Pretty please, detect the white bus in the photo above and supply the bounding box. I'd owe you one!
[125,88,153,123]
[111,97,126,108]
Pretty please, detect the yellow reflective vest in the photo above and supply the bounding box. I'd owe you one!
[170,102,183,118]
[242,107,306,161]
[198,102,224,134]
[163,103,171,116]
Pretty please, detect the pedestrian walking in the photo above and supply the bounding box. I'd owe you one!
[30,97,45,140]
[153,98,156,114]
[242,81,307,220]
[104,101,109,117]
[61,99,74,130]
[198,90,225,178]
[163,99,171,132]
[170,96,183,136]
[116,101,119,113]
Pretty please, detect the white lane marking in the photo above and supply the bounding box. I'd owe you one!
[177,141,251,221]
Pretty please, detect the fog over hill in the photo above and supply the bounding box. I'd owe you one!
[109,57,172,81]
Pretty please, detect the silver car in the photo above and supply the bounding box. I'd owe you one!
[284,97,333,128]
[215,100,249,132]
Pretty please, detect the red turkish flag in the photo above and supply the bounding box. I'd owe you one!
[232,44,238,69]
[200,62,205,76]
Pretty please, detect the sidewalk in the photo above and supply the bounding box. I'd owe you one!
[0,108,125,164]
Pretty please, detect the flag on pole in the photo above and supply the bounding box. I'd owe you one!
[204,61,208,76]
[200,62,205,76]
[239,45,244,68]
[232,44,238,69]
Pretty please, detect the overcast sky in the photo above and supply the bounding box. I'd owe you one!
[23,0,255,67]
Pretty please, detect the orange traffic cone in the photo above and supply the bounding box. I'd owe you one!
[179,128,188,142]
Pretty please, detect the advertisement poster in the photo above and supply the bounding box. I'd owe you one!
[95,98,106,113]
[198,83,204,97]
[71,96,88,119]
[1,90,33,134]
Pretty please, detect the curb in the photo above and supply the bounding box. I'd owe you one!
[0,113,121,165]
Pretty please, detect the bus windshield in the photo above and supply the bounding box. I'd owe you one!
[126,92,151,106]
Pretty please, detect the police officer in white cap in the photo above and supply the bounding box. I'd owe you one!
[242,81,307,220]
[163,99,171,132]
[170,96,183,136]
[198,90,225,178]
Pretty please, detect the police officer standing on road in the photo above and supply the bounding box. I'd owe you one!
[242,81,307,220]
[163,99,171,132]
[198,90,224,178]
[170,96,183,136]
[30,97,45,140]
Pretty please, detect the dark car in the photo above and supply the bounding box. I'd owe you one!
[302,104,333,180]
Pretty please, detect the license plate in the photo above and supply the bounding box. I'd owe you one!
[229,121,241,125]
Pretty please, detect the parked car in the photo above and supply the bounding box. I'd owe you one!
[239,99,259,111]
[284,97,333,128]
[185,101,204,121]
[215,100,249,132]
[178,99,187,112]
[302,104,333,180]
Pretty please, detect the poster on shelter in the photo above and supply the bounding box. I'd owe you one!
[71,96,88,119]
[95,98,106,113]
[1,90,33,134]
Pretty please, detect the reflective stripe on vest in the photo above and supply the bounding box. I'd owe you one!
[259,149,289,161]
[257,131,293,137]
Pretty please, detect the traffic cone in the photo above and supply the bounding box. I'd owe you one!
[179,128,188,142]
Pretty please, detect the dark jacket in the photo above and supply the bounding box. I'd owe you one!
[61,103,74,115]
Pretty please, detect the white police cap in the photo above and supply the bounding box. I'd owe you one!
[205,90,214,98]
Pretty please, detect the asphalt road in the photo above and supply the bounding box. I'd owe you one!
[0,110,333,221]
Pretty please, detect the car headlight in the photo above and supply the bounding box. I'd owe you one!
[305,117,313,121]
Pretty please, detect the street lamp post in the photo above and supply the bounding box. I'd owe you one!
━━━━━━━━━━━━━━━━━━━━━━━━━━━━━━
What is needed = Return each line of the entries above that includes the word "poster", copying the lines in full.

Written response =
Pretty please, detect the advertisement poster in the photo above and supply the bounding box. I'd owe you one!
Pretty please, detect the poster on shelter in the photo above and supply the bounding box. I'd owe you one!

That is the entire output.